## Questions:
1 - In the Oscars commentary, who won Best Director?
2 - Reproduce the Oscars commentary word for word, starting at "However, I was" and ending at "is not lost.".
3 - Write the next part of the Oscars commentary, picking up after its final sentence.

## Provided text:
● ● ● ● ● ● ●
However, I was one of the people hoping Leo would finally be victorious and was therefore one of the people subsequently tweeting #PoorLeo following the Academy Awards. Firstly, I could not keep my eyes off of him in The Wolf of Wall Street; I was never bored or unconvinced. Secondly, after all his near-misses over the years I thought that this was it, and the Academy was finally going to reward him. Sadly it was not to be. McConaughey deserved it; we just need to keep the faith for Leo’s sake. All is not lost.

Best Director: Alfonso Cuaron (Gravity)

Verdict: This is tough. Cuaron did something incredible by managing to transfer something so ambitious onto the screen and Gravity’s revolutionary use of the 3D may have changed Hollywood forever. On the other hand, there’s Steve McQueen who managed to put together an incredible story and encompassed some inconceivably haunting shots and scenes (particularly the singing chorus and the painfully long time that Solomon is abandoned with a noose around his neck). I couldn’t call it, both were wonderful.
● ● ● ● ● ● ●
## Data extracts:

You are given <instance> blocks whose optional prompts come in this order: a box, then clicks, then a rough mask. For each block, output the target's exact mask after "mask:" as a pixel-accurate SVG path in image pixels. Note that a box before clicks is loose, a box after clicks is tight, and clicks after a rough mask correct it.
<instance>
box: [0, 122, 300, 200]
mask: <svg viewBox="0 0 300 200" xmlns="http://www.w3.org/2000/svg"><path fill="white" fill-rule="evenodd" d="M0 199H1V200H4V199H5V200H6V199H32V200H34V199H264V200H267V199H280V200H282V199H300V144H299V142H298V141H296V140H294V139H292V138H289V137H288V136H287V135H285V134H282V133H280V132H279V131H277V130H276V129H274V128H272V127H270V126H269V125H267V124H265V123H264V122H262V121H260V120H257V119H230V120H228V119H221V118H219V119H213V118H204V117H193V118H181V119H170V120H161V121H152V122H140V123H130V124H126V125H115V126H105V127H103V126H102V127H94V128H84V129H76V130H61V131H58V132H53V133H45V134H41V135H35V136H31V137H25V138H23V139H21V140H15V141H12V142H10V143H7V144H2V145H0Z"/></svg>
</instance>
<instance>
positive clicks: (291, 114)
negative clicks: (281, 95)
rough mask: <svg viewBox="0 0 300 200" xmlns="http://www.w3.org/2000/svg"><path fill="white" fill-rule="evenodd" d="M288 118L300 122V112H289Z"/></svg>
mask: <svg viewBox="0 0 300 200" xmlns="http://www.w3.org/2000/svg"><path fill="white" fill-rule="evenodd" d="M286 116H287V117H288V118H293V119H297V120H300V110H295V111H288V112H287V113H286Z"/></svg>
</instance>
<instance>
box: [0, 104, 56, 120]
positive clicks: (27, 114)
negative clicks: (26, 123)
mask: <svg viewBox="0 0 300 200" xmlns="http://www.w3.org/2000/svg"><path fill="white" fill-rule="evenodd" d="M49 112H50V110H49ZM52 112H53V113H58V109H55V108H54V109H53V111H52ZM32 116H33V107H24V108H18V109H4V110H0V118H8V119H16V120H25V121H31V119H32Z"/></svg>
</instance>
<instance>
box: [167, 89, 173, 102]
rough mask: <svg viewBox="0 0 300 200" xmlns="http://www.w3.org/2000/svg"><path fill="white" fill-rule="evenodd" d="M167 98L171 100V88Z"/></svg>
● ● ● ● ● ● ●
## Solved problems:
1 - Alfonso Cuaron, for Gravity.

2 -
However, I was one of the people hoping Leo would finally be victorious and was therefore one of the people subsequently tweeting #PoorLeo following the Academy Awards. Firstly, I could not keep my eyes off of him in The Wolf of Wall Street; I was never bored or unconvinced. Secondly, after all his near-misses over the years I thought that this was it, and the Academy was finally going to reward him. Sadly it was not to be. McConaughey deserved it; we just need to keep the faith for Leo’s sake. All is not lost.

3 -
Best Picture: 12 Years a Slave

Verdict: If it was up to me to decide then I would have undoubtedly crowned American Hustle as winner because, to put it simply, it was my favourite by a longshot. Slick, suave, stylish; I thought it was magnificent and hugely entertaining. However, I have yet to meet anyone that shares my sentiments so I knew chances of it winning were very slim. That aside, 12 Years had to take it (especially after losing out in the director’s category). It would have been a great injustice for such an important film to take home a mere two awards. Although it only won three to Gravity’s seven, snapping up Best Picture balances things out a bit, and 12 Years a Slave needed to be rewarded for being a film that may have some longevity in the grand scheme of cinema.